TEXT PASSAGE —
####################
We visited sek santa isobela 2 years ago when looking for a shool for our eldest (now 5). We liked it a lot, especially the small class sizes - not much more than a dozen kids per class, but also the ambience and the way it was set up. We didn't choose it in the end because our son got in to the local concertado which, while probably not as good, was good enough and a lot cheaper. Since then our son has done a summer camp with sek and he loved it. I know 2 people who send their kids there and they are very happy with that school.

As others have mentioned, an international school probably isn't necessary and local schools have their advantages. However perhaps the biggest factor for you is actually getting both your kids into the same school. The best state schools fill up, and so do the internationals. The british council school supposedly has a waiting list stretching for years, although some supposedly give priority to british families.

So given that if you went for a state school you won't know which one you'll be given until the last minute, it's worth having a place at a private school as back-up.


----------



## Grambo (Feb 22, 2015)

xabiachica said:


> to me with children that age, especially if the older child already has some Spanish, it's a no-brainer - choose state school
> 
> their classmates will also be their neighbours - which you probably wouldn't get with a private school
> 
> ...


Xabiachica, thanks for these thoughts. What you describe for your kids would be the perfect outcome for mine. That's amazing that they are trilingual. Combine that with a university degree and they are pretty much set.
####################
REQUEST 1 — Reproduce the passage of the school-choice forum thread from "## Grambo (Feb" to "pretty much set.".
REQUEST 2 — Continue the forum thread about choosing a school in Spain, starting after its last sentence.

MATERIAL —
####################
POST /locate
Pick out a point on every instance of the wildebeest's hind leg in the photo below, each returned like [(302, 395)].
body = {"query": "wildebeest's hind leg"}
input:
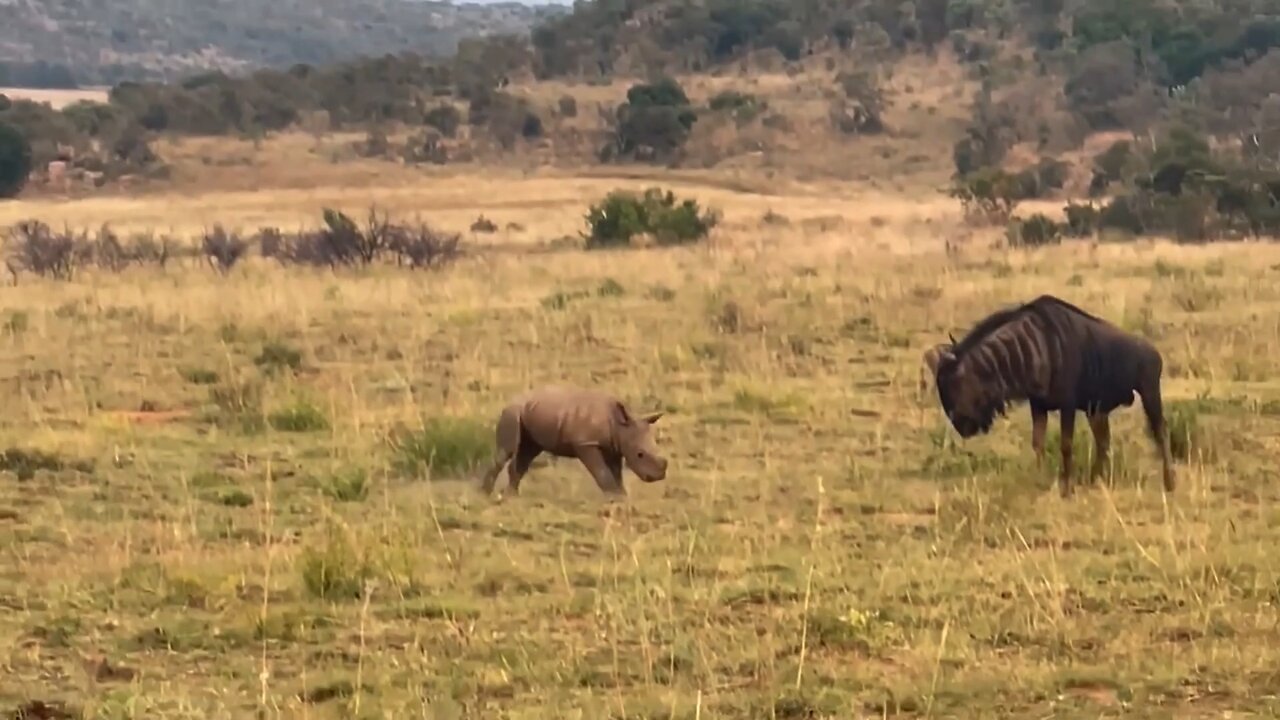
####################
RESULT 1 —
## Grambo (Feb 22, 2015)

xabiachica said:


> to me with children that age, especially if the older child already has some Spanish, it's a no-brainer - choose state school
> 
> their classmates will also be their neighbours - which you probably wouldn't get with a private school
> 
> ...


Xabiachica, thanks for these thoughts. What you describe for your kids would be the perfect outcome for mine. That's amazing that they are trilingual. Combine that with a university degree and they are pretty much set.

RESULT 2 —
I am going to consider this further. I understand (I think) the points system and the idea that one never really knows what school your child will get into. That's a bit of a factor for us, managing that level of uncertainty. Also, if they were in a state school here it would be less of a leap to a state school there. They are spoiled a bit here in private school. But then it really helps to know that your kids were able to get through this and do so well.


----------



## Grambo (Feb 22, 2015)

Chopera said:


> We visited sek santa isobela 2 years ago when looking for a shool for our eldest (now 5). We liked it a lot, especially the small class sizes - not much more than a dozen kids per class, but also the ambience and the way it was set up. We didn't choose it in the end because our son got in to the local concertado which, while probably not as good, was good enough and a lot cheaper. Since then our son has done a summer camp with sek and he loved it. I know 2 people who send their kids there and they are very happy with that school.
> 
> As others have mentioned, an international school probably isn't necessary and local schools have their advantages. However perhaps the biggest factor for you is actually getting both your kids into the same school. The best state schools fill up, and so do the internationals. The british council school supposedly has a waiting list stretching for years, although some supposedly give priority to british families.
> 
> So given that if you went for a state school you won't know which one you'll be given until the last minute, it's worth having a place at a private school as back-up.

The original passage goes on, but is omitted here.